## Work required
Gather from the material every line that contains the string "target".

## Source material
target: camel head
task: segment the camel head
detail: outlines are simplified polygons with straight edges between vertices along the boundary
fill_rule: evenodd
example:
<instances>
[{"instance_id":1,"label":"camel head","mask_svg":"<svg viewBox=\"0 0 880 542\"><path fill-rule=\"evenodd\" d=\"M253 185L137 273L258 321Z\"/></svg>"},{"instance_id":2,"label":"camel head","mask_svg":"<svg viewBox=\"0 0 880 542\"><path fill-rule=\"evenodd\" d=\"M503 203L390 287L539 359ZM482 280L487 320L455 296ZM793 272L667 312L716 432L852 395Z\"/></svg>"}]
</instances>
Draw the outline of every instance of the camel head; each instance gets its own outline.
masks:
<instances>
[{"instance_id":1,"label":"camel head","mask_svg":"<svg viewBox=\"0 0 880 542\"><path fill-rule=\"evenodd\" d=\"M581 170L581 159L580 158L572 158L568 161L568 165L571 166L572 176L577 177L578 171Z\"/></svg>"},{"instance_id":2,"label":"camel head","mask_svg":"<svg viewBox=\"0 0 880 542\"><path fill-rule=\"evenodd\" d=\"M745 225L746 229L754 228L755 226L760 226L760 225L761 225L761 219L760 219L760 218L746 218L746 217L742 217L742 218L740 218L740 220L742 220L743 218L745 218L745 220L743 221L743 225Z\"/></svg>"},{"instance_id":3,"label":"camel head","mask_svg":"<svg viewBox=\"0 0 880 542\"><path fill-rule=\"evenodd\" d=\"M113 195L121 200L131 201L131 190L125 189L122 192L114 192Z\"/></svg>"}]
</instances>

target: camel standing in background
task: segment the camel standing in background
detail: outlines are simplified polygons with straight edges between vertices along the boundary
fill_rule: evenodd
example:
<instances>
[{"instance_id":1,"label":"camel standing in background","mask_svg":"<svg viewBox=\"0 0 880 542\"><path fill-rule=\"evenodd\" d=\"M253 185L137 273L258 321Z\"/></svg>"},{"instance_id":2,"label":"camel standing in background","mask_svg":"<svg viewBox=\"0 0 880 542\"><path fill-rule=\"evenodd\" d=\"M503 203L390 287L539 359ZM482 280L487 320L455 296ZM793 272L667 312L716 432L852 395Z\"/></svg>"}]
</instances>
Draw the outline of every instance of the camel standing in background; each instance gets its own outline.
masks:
* * *
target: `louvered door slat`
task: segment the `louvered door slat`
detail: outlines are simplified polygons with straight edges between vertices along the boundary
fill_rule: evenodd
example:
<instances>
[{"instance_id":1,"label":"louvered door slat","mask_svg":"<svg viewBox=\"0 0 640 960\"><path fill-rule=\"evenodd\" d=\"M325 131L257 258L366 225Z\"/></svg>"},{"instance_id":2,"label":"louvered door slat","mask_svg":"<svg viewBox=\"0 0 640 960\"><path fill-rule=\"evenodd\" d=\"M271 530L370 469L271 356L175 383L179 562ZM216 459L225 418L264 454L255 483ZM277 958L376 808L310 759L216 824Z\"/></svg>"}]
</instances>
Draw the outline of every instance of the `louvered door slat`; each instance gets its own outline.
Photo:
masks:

## Answer below
target: camel head
target: camel standing in background
target: `louvered door slat`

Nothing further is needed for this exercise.